(EXTRACTED INFORMATION begins)
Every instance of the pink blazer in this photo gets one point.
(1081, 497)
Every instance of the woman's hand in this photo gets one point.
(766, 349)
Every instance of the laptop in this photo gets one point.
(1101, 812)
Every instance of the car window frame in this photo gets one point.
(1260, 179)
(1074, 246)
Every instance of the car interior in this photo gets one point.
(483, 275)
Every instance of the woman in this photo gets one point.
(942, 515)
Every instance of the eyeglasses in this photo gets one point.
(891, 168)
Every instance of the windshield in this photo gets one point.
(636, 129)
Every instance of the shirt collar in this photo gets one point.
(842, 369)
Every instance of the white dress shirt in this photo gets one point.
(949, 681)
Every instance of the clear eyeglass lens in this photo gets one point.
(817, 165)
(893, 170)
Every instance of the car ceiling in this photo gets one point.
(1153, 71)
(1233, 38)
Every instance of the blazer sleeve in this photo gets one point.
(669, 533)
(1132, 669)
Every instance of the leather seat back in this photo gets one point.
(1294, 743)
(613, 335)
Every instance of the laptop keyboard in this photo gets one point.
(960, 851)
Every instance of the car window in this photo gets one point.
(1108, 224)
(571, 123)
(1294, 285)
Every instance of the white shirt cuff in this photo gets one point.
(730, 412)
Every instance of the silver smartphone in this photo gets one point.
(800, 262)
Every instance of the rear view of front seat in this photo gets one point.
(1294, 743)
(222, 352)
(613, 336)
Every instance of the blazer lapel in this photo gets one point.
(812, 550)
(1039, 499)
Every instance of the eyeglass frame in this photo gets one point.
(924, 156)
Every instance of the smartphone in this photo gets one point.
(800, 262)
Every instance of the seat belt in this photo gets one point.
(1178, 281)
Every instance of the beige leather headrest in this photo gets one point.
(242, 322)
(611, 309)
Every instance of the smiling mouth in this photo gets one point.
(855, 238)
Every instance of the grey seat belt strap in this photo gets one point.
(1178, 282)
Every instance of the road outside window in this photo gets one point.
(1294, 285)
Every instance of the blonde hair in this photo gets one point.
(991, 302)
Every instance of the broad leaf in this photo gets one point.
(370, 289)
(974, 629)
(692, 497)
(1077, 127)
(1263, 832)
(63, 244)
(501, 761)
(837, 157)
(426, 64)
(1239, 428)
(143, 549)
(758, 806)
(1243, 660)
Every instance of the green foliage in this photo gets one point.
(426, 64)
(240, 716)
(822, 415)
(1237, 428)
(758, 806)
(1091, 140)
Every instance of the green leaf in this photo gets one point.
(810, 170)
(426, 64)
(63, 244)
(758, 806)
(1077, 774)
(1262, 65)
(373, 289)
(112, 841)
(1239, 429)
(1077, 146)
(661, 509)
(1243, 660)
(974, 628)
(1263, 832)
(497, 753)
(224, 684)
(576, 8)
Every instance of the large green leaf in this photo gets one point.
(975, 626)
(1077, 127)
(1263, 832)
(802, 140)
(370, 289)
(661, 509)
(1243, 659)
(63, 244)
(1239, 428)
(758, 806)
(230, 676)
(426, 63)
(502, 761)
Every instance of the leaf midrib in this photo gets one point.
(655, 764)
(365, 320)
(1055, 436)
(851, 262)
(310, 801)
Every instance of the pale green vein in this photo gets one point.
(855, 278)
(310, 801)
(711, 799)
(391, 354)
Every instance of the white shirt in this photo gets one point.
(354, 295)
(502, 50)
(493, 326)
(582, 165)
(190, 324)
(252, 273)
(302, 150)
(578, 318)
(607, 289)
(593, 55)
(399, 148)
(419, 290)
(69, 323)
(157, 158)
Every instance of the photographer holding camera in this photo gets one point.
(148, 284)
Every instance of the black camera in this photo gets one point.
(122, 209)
(EXTRACTED INFORMATION ends)
> _TASK STATEMENT_
Please quote the records above exactly, without skipping a line.

> _RESPONSE BOX_
Every instance of the pink blazer in this photo gets one point.
(1081, 497)
Every instance of the woman's hand in this photo gets one point.
(766, 349)
Every instance of the laptop in this photo gets one point.
(1101, 812)
Every instance of the car window frame in this photo gets one point.
(1260, 179)
(1074, 246)
Every instance of the car interior in this photo gets one point.
(483, 275)
Every instance of the woman in this photo gets one point.
(942, 515)
Every instance of the eyeglasses in this photo gets one point.
(891, 168)
Every instance of the windshield in this photo gets one point.
(636, 129)
Every instance of the shirt collar in this photo gets one point.
(842, 369)
Every instance of the white dress shirt in this photo gets one point.
(949, 681)
Every instance of the clear eyeglass lens in this photo gets one point.
(817, 165)
(893, 170)
Every instance of the car ceiling in this photo gets one point.
(1153, 71)
(1233, 38)
Every instance of the blazer sleeve in this photo gets one point.
(669, 533)
(1132, 669)
Every instance of the leather seat back in this photo gets one point.
(1294, 743)
(613, 335)
Every instance of the laptop keyboard in this photo gets one point.
(960, 851)
Every instance of the car window in this photo gets one point.
(1108, 224)
(571, 123)
(1294, 285)
Every instance of the white shirt cuff in this photo gets one point.
(730, 412)
Every instance of the silver smartphone in this photo gets one point.
(800, 262)
Every instance of the rear view of front seat in this photo gets one point.
(1294, 743)
(222, 352)
(613, 336)
Every instance of the blazer lapel in this photo gets one point.
(812, 550)
(1039, 499)
Every instance of the eyeglass frame in this photo gets one point.
(924, 156)
Every instance of the smartphone in this photo gets one point.
(800, 262)
Every instance of the seat belt in this photo gets one point.
(1178, 281)
Every instance of the beige leather headrest in this photo gets one point.
(242, 322)
(611, 309)
Every instance of the smiling mouth in this photo gets one point.
(855, 238)
Every instance of the grey seat belt strap in this photo gets one point.
(1178, 282)
Every instance of the road outside window in this photo gets one point.
(1294, 285)
Every instance of the blonde hair in this photo gets one point.
(991, 302)
Every instance of the broad leaf in this photo gets one point.
(370, 289)
(974, 629)
(692, 497)
(1077, 127)
(1263, 832)
(63, 244)
(501, 761)
(837, 157)
(426, 64)
(1239, 428)
(143, 549)
(758, 806)
(1243, 660)
Every instance of the green foliage in this photo gets one point.
(426, 64)
(240, 716)
(822, 415)
(1237, 428)
(758, 806)
(1091, 140)
Every instance of the green leaf in this photo gets one point.
(810, 170)
(426, 64)
(63, 244)
(758, 806)
(1077, 774)
(1262, 65)
(373, 289)
(112, 841)
(1239, 429)
(1077, 146)
(661, 509)
(1243, 660)
(974, 628)
(1263, 832)
(497, 753)
(224, 684)
(576, 8)
Every instance of the large green leaf in this photo gets one point.
(975, 626)
(1077, 127)
(1263, 832)
(802, 140)
(370, 289)
(661, 509)
(1243, 659)
(63, 244)
(1239, 428)
(758, 806)
(230, 676)
(426, 63)
(502, 761)
Every instance of the leaf midrib in this photo gets one point.
(655, 764)
(365, 320)
(1055, 436)
(851, 262)
(310, 801)
Every instance of the pale green vein in this photo gets one point.
(855, 278)
(310, 801)
(711, 799)
(391, 354)
Every instance of the white shirt in this photo gets one point.
(354, 295)
(502, 50)
(493, 326)
(582, 165)
(190, 324)
(252, 273)
(302, 150)
(578, 318)
(607, 289)
(593, 55)
(399, 148)
(419, 290)
(69, 323)
(157, 158)
Every instance of the photographer holding camera in this photo gets one point.
(148, 284)
Every instance of the black camera in this photo gets one point.
(122, 209)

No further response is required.